TASK REQUIREMENTS>
1. From the auto parts testimony on the CUSMA review, list every area in which the speaker says Canadian suppliers expanded domestic capacity.
2. Write the next part of the auto parts testimony on the CUSMA review, picking up after its final sentence.

SOURCE>
[start]

Thank you, Madam Chair.
I heard the emphasis on five minutes. I think we know each other well.
Thank you to the members of this committee for the invitation.
My name is Flavio Volpe, and I'm the president of the Automotive Parts Manufacturers' Association. We represent over 200 Canadian companies that design, engineer and manufacture components for almost every single vehicle built in North America. Collectively we employ about 100,000 Canadians and then support another 400,000 jobs across logistics, tooling technology and advanced materials.
Automotive manufacturing for us especially is not just a source of pride; it's one of the top export sectors in Canada, accounting for about $82 billion in annual exports. Trade is balanced between the two countries here, and that is a very serious point of pride. Eighty-five per cent of the cars that we make in Canada go to the United States. Nearly every single vehicle on American roads has some Canadian content in it. That's what integration looks like.
When we talk about the CUSMA review, we're really talking about the foundation of our economic security. CUSMA didn't just replace the NAFTA; it modernized it for an economy built around the vehicles of the future with semiconductors, digital trade and zero emissions innovation. It reinforced the core principle that we've proven over seven decades, that North America wins together or we lose separately.
It's not just rhetoric. The auto sector shows it every day. A car assembled in Ontario crosses the Canada-U.S. border. Its parts cross up to seven times before the vehicle is finished. On average, Canadian vehicles have about 50% U.S. content and about 55% U.S. raw materials. We have lots of Mexican raw materials and lots of Mexican manufactured commoditized goods. We're one production ecosystem, not three competing jurisdictions.
As we prepare for the review, we must protect that integration from the forces of political short-termism. First, many of us remember 2018 and the section 232 national security tariffs that blindsided our industries. Canadian firms paid hundreds of millions of dollars in duties on parts that were overwhelmingly made in North America. Those duties didn't protect anybody; they punished the most integrated supply chain in the world, and they're doing so again today.
We're hearing echos of that rhetoric from Washington daily in the talks of new duties on vehicles and heavy trucks just today, unilateral reviews of the agreements or new investigations on section 232. Let's be clear. You can't have a continental supply chain if one partner keeps threatening the other. Canada must make the case directly and publicly that North American manufacturing is national security. We build the systems that keep our economies and militaries moving, from drive trains and armoured vehicles to energy storage. It's not the place for tariff gains as we all face off against China.
When CUSMA raised the regional value content to 75%, Canadian suppliers invested accordingly. We expanded domestic capacity in stampings, castings, steel, aluminum, battery-grade critical minerals and cathode materials. We've also increased, since 2019, our footprint in the United States to 176 parts plants that employ 48,000 Americans. That's up 10% since 2019.

[end]

Data drawn from a collection:
[start]

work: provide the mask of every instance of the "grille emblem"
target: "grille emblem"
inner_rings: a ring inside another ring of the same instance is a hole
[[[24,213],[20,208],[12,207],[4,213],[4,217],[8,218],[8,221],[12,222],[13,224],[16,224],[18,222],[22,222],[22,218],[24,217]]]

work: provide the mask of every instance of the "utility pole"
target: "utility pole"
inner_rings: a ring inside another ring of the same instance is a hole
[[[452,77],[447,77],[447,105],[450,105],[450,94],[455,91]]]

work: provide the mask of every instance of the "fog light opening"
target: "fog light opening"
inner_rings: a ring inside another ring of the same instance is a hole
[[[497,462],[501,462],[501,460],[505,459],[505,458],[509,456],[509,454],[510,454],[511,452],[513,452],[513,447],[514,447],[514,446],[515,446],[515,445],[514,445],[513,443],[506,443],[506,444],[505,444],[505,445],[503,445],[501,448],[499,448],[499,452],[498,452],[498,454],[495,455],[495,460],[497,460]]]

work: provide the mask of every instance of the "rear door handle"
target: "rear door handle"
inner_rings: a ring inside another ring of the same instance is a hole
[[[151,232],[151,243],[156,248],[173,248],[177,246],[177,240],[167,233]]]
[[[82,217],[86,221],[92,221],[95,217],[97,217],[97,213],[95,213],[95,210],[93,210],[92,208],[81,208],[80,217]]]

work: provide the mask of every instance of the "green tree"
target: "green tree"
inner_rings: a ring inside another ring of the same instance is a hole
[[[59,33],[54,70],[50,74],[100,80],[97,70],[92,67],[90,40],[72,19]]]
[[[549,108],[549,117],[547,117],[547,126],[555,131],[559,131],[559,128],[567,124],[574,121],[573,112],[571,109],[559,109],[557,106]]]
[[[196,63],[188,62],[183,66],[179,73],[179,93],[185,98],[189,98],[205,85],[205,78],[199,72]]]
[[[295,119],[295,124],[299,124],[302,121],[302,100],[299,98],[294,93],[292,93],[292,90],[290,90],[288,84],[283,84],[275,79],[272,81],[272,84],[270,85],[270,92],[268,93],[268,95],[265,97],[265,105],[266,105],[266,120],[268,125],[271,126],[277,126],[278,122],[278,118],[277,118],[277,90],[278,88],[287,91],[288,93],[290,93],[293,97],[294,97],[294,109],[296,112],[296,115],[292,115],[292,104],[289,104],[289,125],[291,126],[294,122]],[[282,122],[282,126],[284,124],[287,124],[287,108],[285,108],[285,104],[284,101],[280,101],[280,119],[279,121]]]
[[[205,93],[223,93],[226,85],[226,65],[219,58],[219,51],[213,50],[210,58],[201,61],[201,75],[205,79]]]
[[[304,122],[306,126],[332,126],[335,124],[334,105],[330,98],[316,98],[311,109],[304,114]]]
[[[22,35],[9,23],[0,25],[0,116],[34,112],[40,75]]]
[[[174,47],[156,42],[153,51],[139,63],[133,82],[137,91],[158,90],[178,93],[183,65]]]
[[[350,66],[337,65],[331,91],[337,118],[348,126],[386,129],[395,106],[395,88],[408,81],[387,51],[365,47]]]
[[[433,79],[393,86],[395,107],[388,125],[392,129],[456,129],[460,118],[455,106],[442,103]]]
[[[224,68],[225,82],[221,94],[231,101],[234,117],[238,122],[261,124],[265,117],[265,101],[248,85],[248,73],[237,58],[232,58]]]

[end]

RESPONSES BY TASK>
1. stampings, castings, steel, aluminum, battery-grade critical minerals, cathode materials

2.
APMA's own members have made over $3 billion in new supply chain investments in Canada since 2020. They were made in good faith under the assumption that the rules would be applied consistently.
This review is an opportunity for Canada. It has a generational opening to be a supplier of clean-tech components to the entire continent that come now only from China. We have raw materials. We have minerals. We have talent. We also have a reputation for reliability and security. What we lack is speed.
The Americans moved first with the Inflation Reduction Act. Mexico moved with new policies on domestic energy control. Canada has to move now. It's not a slogan. Industrial policy is the new trade policy. It means investing heavily in getting those critical minerals to market and then being a reliable partner for Americans to help the continent get off of its reliance on China.
In 2018, when we faced the national security tariff threat, our sector stood together with government, labour and consumers in and across the continent. We spoke with one voice. We stayed calm. We won that fight. We need to do that again in 2026.
I meet suppliers from Windsor, Oshawa, Detroit and Querétaro. They don't really see borders; they see production schedules. They don't ask, “Is it Canadian, American or Mexican?” They ask, “Can I get this shipment there by Tuesday?”
The reality is that policy must reflect that, not just for Canadian interests, but for American interests. We have to make sure the Americans understand that American cars or Japanese cars made in Canada are different from cars made anywhere else: They have American content. When you trade with Japan, Korea and Europe and you make the same arguments you do for restrictive, protective tariffs for vehicles from those regions, the vehicles from those regions do not make factory orders in Michigan, and they do not make steel orders in Pennsylvania like we do.
This is a chance to strengthen the relationship, but it's going to require some really deft leadership from the Prime Minister.
Thank you, Madam Chair.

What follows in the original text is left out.